(Records from a collection)

______

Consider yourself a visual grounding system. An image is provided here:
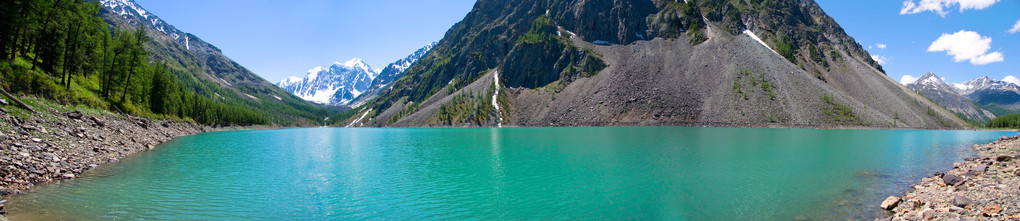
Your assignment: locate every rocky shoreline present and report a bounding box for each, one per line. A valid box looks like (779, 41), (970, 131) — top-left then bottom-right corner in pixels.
(876, 136), (1020, 220)
(0, 101), (269, 214)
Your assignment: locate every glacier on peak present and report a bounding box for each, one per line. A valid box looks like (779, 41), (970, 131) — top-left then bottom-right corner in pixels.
(276, 43), (436, 106)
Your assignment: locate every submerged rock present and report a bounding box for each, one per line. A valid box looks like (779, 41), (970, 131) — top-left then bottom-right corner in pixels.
(879, 196), (902, 210)
(942, 174), (963, 185)
(953, 195), (974, 208)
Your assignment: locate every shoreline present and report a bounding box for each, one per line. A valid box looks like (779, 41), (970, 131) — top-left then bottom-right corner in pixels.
(0, 104), (278, 212)
(383, 122), (1020, 132)
(875, 135), (1020, 220)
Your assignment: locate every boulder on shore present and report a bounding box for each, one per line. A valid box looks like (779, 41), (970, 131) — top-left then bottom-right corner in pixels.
(879, 196), (901, 210)
(942, 174), (963, 185)
(953, 195), (974, 208)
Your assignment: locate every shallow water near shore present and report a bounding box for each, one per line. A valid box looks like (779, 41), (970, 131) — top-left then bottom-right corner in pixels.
(7, 127), (1015, 220)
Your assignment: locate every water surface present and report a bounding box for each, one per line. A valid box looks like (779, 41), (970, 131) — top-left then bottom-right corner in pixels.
(8, 127), (1014, 220)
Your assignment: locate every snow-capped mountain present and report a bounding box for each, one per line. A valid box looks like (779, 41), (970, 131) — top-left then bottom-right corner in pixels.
(276, 58), (378, 105)
(907, 72), (1020, 121)
(276, 43), (436, 106)
(907, 72), (996, 122)
(346, 42), (436, 107)
(99, 0), (191, 50)
(955, 76), (1020, 110)
(954, 76), (1020, 97)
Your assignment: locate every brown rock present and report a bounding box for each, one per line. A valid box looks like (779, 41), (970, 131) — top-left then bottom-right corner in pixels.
(942, 174), (963, 185)
(984, 204), (1003, 217)
(879, 196), (901, 210)
(64, 111), (85, 119)
(954, 182), (967, 191)
(953, 195), (974, 207)
(918, 209), (935, 220)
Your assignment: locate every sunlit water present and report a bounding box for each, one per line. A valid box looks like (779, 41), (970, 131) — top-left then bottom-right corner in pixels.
(8, 127), (1013, 220)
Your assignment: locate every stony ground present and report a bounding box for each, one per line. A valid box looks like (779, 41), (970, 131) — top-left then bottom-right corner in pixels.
(880, 136), (1020, 220)
(0, 98), (267, 214)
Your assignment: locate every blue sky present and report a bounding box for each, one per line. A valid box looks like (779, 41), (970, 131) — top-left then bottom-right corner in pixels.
(136, 0), (1020, 82)
(817, 0), (1020, 82)
(136, 0), (474, 82)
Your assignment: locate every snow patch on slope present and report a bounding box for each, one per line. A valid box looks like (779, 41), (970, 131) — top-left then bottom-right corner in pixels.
(744, 30), (779, 55)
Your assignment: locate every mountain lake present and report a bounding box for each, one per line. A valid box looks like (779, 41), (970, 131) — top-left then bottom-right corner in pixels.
(7, 127), (1015, 220)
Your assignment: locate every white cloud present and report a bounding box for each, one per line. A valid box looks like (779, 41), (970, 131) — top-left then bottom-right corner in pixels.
(1006, 19), (1020, 34)
(871, 55), (889, 65)
(900, 0), (1000, 16)
(900, 75), (917, 86)
(928, 30), (1005, 65)
(1003, 75), (1020, 86)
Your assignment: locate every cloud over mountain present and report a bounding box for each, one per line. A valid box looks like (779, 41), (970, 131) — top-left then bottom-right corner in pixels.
(928, 30), (1005, 65)
(900, 0), (999, 16)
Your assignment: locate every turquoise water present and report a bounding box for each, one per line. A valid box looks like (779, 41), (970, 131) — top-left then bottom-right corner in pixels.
(8, 127), (1014, 220)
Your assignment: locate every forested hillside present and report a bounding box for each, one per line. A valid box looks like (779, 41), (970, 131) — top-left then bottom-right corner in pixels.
(0, 0), (329, 125)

______

> _What is asked_: Replace "top-left" with "upper-left" in the data, starting with the line that contains "Your assignment: locate every shoreline" and going on through the line that contains "(0, 98), (267, 214)", and give only those lines with everything else unchanged.

> _Correct result_:
Your assignment: locate every shoreline present and report a bounding box for each, one per line. A valid box looks like (779, 41), (970, 131) — upper-left then bottom-right corner in pixels.
(0, 104), (278, 212)
(383, 122), (1020, 132)
(875, 135), (1020, 220)
Your assignment: locate every boulder on shore present and report a bounding box for each, one per line. A valid box looks like (779, 41), (970, 131) — upper-left then bottom-right corner in pixels.
(879, 196), (901, 210)
(942, 174), (963, 185)
(953, 195), (974, 208)
Your assignment: locate every shallow water near shore present and report a bounding box for each, one per line. A valid box looks like (779, 41), (970, 131) — upper-left then bottom-right corner in pixels.
(7, 127), (1015, 220)
Your assignment: locate every water surface present and report a bounding box for each, one per line. A valid box looks like (779, 41), (970, 131) — upper-left then bottom-right corner in pixels.
(8, 127), (1014, 220)
Your assignment: locate every snow-capped mountain present and report a bounding box for each, one per line. A valid box looks like (779, 41), (970, 131) — upper-left then bottom-right corner in pixels.
(276, 58), (378, 105)
(907, 72), (1020, 121)
(276, 43), (436, 106)
(907, 72), (996, 122)
(346, 42), (436, 107)
(99, 0), (191, 50)
(955, 76), (1020, 110)
(954, 76), (1020, 97)
Your assignment: locate every brown rock present and report a bounding box for each, one per line. A valid box looks like (779, 41), (970, 131) — upper-left then bottom-right corner in pixels.
(942, 174), (963, 185)
(984, 204), (1003, 217)
(879, 196), (901, 210)
(64, 111), (85, 119)
(954, 182), (967, 191)
(953, 195), (974, 207)
(918, 209), (935, 220)
Your assignment: locate every sunlit water present and report a bounding box for each, one per line. A valid box looks like (779, 41), (970, 131) — upper-left then bottom-right corner in pixels.
(8, 127), (1013, 220)
Your assignment: locate every stony ground present and report a bounding box for each, one per line. A valid box looks like (779, 41), (970, 131) — upper-left then bottom-right corner in pixels.
(880, 136), (1020, 220)
(0, 98), (267, 214)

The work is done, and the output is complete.